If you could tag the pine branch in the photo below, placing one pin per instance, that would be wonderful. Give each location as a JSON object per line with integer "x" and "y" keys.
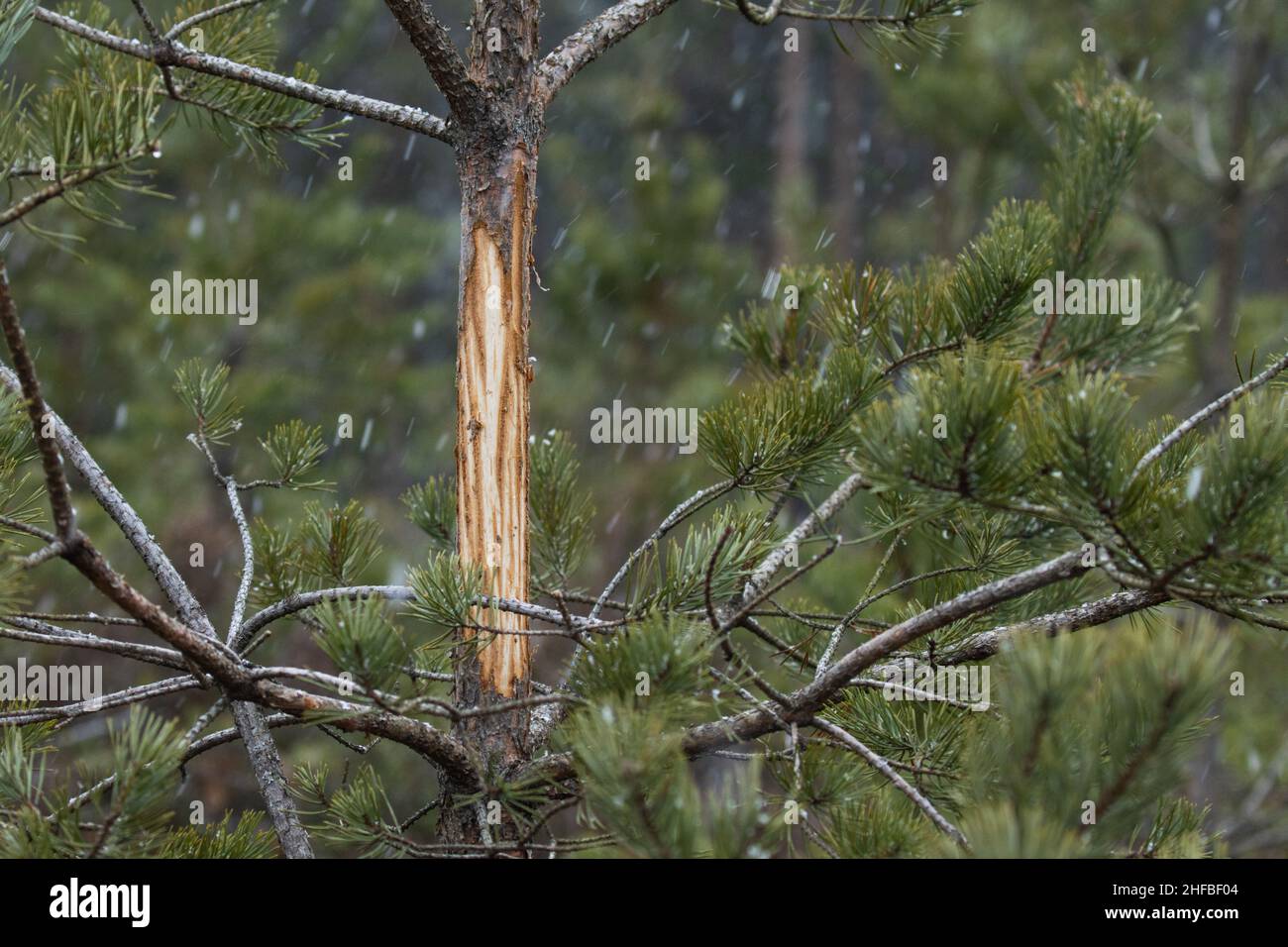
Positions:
{"x": 429, "y": 37}
{"x": 175, "y": 54}
{"x": 1203, "y": 414}
{"x": 883, "y": 767}
{"x": 592, "y": 40}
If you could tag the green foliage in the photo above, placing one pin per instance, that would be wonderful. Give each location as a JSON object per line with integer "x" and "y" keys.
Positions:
{"x": 562, "y": 512}
{"x": 661, "y": 660}
{"x": 1100, "y": 132}
{"x": 240, "y": 112}
{"x": 357, "y": 813}
{"x": 338, "y": 544}
{"x": 952, "y": 433}
{"x": 446, "y": 590}
{"x": 222, "y": 840}
{"x": 361, "y": 639}
{"x": 992, "y": 283}
{"x": 129, "y": 818}
{"x": 432, "y": 506}
{"x": 1089, "y": 725}
{"x": 679, "y": 570}
{"x": 205, "y": 392}
{"x": 16, "y": 18}
{"x": 892, "y": 26}
{"x": 790, "y": 428}
{"x": 638, "y": 788}
{"x": 277, "y": 560}
{"x": 294, "y": 449}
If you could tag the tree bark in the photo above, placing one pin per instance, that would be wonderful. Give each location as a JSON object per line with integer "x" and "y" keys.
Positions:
{"x": 492, "y": 380}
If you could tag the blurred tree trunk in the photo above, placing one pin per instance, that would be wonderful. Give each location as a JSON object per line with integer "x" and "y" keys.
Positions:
{"x": 791, "y": 183}
{"x": 846, "y": 81}
{"x": 1248, "y": 62}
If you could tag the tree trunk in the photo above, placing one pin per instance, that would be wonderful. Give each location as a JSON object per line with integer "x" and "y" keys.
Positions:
{"x": 1247, "y": 63}
{"x": 492, "y": 379}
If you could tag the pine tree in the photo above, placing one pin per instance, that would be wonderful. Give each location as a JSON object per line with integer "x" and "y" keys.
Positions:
{"x": 992, "y": 459}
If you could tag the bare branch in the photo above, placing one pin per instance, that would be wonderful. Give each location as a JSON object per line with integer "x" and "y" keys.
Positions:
{"x": 437, "y": 51}
{"x": 588, "y": 44}
{"x": 840, "y": 496}
{"x": 55, "y": 480}
{"x": 807, "y": 699}
{"x": 201, "y": 17}
{"x": 1209, "y": 411}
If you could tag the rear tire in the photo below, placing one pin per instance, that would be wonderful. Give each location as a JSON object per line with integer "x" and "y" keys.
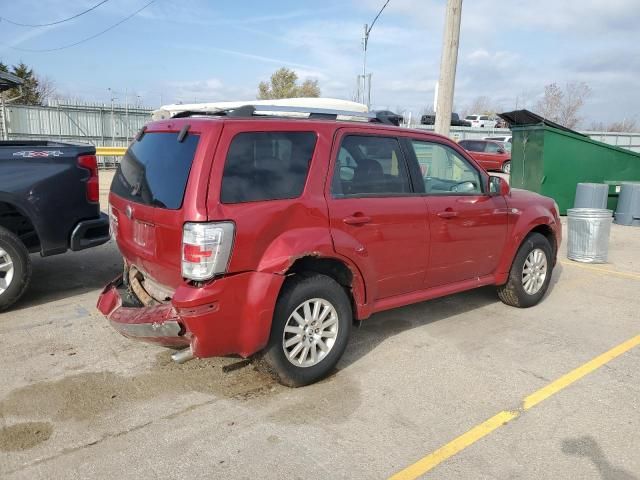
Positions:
{"x": 310, "y": 329}
{"x": 530, "y": 273}
{"x": 15, "y": 268}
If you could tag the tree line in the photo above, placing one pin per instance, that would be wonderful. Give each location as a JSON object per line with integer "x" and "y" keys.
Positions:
{"x": 35, "y": 90}
{"x": 560, "y": 104}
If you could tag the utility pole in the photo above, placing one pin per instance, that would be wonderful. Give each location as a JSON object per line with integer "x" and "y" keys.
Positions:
{"x": 364, "y": 93}
{"x": 448, "y": 62}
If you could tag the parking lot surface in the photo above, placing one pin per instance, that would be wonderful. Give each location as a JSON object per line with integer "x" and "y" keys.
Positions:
{"x": 77, "y": 400}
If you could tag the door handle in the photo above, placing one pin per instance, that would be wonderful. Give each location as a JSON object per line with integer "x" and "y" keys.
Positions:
{"x": 447, "y": 214}
{"x": 356, "y": 219}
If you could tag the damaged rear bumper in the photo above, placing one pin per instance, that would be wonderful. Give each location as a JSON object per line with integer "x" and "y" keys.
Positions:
{"x": 158, "y": 324}
{"x": 231, "y": 315}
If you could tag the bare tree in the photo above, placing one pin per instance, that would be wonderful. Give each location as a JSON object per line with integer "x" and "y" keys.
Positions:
{"x": 625, "y": 125}
{"x": 46, "y": 89}
{"x": 283, "y": 85}
{"x": 622, "y": 126}
{"x": 563, "y": 106}
{"x": 482, "y": 105}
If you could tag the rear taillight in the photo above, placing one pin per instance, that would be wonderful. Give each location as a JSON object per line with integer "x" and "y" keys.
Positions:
{"x": 90, "y": 162}
{"x": 206, "y": 248}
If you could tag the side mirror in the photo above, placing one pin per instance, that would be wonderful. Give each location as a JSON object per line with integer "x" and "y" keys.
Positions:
{"x": 498, "y": 186}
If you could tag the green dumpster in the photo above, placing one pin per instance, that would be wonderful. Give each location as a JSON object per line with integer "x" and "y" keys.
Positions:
{"x": 550, "y": 159}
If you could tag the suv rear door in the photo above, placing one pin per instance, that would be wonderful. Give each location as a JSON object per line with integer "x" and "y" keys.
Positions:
{"x": 468, "y": 226}
{"x": 377, "y": 219}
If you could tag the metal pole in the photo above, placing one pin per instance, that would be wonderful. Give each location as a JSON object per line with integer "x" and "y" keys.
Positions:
{"x": 448, "y": 62}
{"x": 365, "y": 39}
{"x": 126, "y": 112}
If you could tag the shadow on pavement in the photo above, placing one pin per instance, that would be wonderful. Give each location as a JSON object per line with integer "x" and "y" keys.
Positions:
{"x": 381, "y": 326}
{"x": 588, "y": 447}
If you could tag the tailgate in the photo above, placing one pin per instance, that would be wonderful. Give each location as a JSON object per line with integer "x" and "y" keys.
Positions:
{"x": 156, "y": 189}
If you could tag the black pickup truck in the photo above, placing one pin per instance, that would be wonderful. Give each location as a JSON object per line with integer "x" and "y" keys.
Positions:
{"x": 49, "y": 203}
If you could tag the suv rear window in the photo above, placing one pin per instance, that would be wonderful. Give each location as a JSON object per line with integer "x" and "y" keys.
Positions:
{"x": 155, "y": 169}
{"x": 473, "y": 145}
{"x": 266, "y": 166}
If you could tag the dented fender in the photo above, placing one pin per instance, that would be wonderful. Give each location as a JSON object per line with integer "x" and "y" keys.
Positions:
{"x": 293, "y": 245}
{"x": 521, "y": 223}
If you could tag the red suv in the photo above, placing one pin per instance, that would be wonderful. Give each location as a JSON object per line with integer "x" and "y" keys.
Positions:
{"x": 489, "y": 154}
{"x": 244, "y": 234}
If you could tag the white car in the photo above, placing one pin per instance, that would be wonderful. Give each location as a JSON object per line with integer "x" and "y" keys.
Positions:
{"x": 499, "y": 138}
{"x": 482, "y": 121}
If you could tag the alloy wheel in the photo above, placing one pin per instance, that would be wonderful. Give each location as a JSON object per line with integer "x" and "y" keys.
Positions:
{"x": 6, "y": 271}
{"x": 310, "y": 332}
{"x": 534, "y": 272}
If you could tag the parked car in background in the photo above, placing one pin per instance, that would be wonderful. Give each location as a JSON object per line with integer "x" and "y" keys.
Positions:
{"x": 499, "y": 138}
{"x": 481, "y": 121}
{"x": 430, "y": 119}
{"x": 393, "y": 118}
{"x": 245, "y": 234}
{"x": 49, "y": 204}
{"x": 491, "y": 155}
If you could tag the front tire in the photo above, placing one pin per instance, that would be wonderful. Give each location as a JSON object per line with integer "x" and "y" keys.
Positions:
{"x": 530, "y": 273}
{"x": 15, "y": 268}
{"x": 310, "y": 329}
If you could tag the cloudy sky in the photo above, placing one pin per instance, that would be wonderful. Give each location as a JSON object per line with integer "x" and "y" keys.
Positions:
{"x": 219, "y": 50}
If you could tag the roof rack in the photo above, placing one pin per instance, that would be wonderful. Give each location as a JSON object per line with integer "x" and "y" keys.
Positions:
{"x": 256, "y": 110}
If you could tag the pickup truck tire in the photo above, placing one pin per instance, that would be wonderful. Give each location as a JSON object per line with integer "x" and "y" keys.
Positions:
{"x": 310, "y": 330}
{"x": 15, "y": 268}
{"x": 530, "y": 273}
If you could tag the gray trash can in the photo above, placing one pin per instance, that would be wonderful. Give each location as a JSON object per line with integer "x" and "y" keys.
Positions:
{"x": 591, "y": 195}
{"x": 628, "y": 209}
{"x": 588, "y": 234}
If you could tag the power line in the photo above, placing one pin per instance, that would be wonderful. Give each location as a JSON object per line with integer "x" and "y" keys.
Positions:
{"x": 3, "y": 19}
{"x": 34, "y": 50}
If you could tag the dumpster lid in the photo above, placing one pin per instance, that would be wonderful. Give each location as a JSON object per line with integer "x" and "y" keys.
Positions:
{"x": 526, "y": 117}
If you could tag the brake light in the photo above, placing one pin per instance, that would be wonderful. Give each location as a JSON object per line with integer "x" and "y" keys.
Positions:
{"x": 206, "y": 248}
{"x": 90, "y": 162}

Direction: Copy every line of the records from the line holding "If you could tag the power" through the end of the records, both ends included, without any change.

Reply to the exercise:
If you could tag the power line in the photo above, placing one pin per instance, that would be wonderful. Give each location as a JSON object per line with integer "x" and "y" keys.
Positions:
{"x": 3, "y": 19}
{"x": 34, "y": 50}
If you could tag the dumpster lid in the photo above, placing one pin per instance, that would be wonderful. Give each location as a JSON object per line with integer "x" and "y" keys.
Positions:
{"x": 526, "y": 117}
If you could tag the brake light in the photo above, placing one pin per instance, that would be wonderful. Give each location as a JSON object per line with integer "x" and "y" keys.
Positions:
{"x": 206, "y": 248}
{"x": 90, "y": 162}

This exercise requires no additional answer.